### [Tasks for this exercise]
a) From the pacemaker article, write out the passage from "Life-saving devices such as pacemakers, defibrillators" to "per Science Daily." word for word.
b) Turn the paragraph of the pacemaker article beginning "The team proposes modifying pacemakers" into a short list that keeps its main facts.

Document extract START

In order to recharge life-saving devices such as pacemakers, researchers have figured out a new way of harvesting energy from the heart itself, more like a self-charging pacemaker.
Engineers from Dartmouth College have developed a dime-sized device through which kinetic energy of the heart can be converted into electricity for powering a wide-range of implantable devices.
Life-saving devices such as pacemakers, defibrillators and other implantable devices are usually powered by batteries that need to be replaced every five to 10 years. The replacements require surgery which can be expensive and can also possibly create complications and infections, as per Science Daily.
“We’re trying to solve the ultimate problem for any implantable biomedical device," said lead researcher John X.J. Zhang. “How do you create an effective energy source so the device will do its job during the entire life span of the patient, without the need for surgery to replace the battery?”
The team proposes modifying pacemakers to harness the kinetic energy of the lead wire that is attached to the heart, hence converting it into electricity to continually charge the batteries. The added material is a kind of thin polymer piezoelectric film called ‘PVDF’.
When designed with porous structures like an array of small buckle beams or a flexible cantilever, the device can convert even small mechanical motion to energy. Also, the same modules can potentially be used as sensors to allow data collection for real-time monitoring of patients.
“Of equal importance is that the device does not interfere with the body’s function,” said first author Lin Dong of the study published in Advanced Materials Technology. “We knew it had to be biocompatible, lightweight, flexible, and low profile, so it not only fits into the current pacemaker structure but is also scalable for future multi-functionality.”
Zhang and his team believes that the self-charging pacemaker is a long way to be available for consumer use and can be put to market in five years.

Document extract END
Records shown START

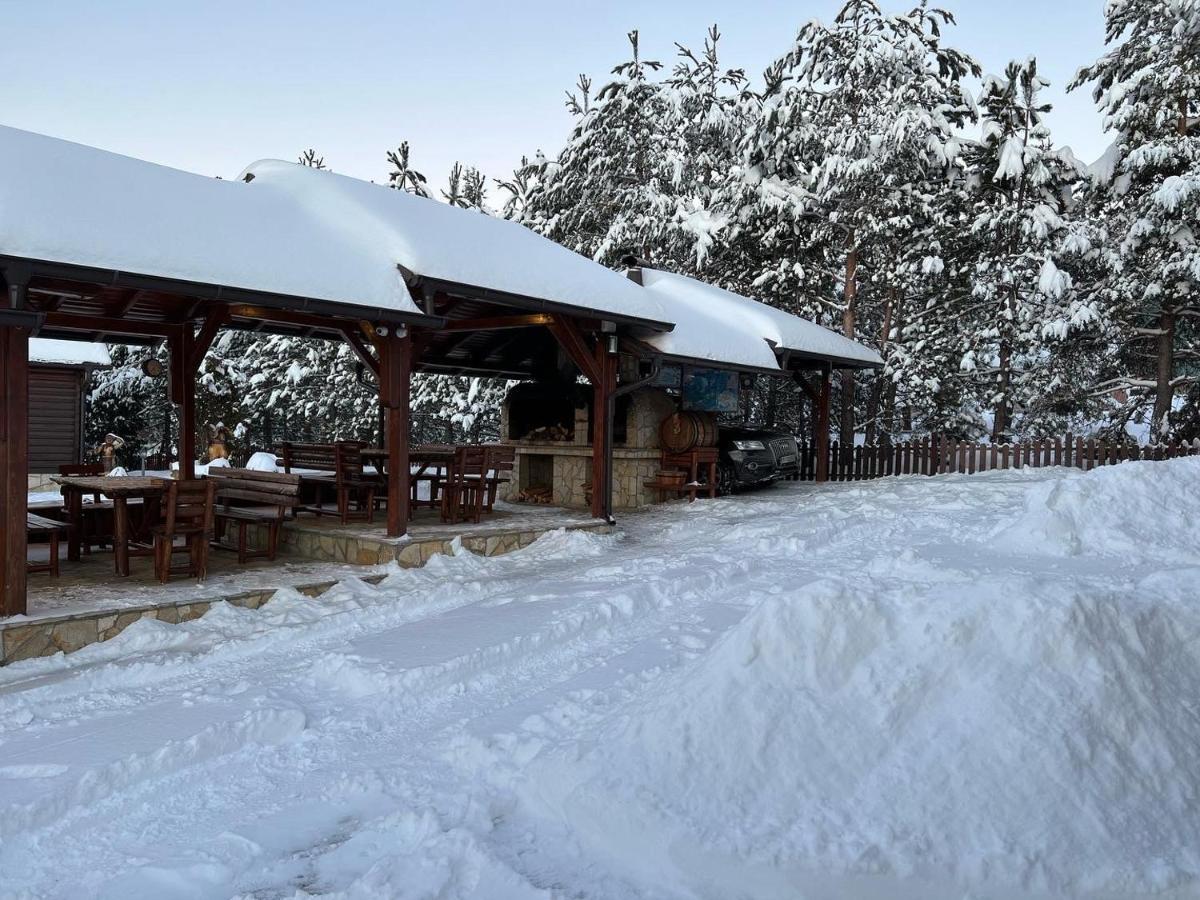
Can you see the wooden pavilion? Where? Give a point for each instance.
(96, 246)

Records shown END
Records shown START

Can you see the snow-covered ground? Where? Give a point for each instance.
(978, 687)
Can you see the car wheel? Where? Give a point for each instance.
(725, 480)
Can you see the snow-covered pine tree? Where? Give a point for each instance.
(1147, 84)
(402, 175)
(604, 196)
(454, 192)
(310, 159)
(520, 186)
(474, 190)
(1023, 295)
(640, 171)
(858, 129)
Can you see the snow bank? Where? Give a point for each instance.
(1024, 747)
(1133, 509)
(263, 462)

Records shown END

### [Answers in order]
a)
Life-saving devices such as pacemakers, defibrillators and other implantable devices are usually powered by batteries that need to be replaced every five to 10 years. The replacements require surgery which can be expensive and can also possibly create complications and infections, as per Science Daily.

b)
- Pacemakers would be modified to harness the kinetic energy of the lead wire attached to the heart.
- This energy would be converted into electricity that continually charges the batteries.
- The added material is a thin polymer piezoelectric film called PVDF.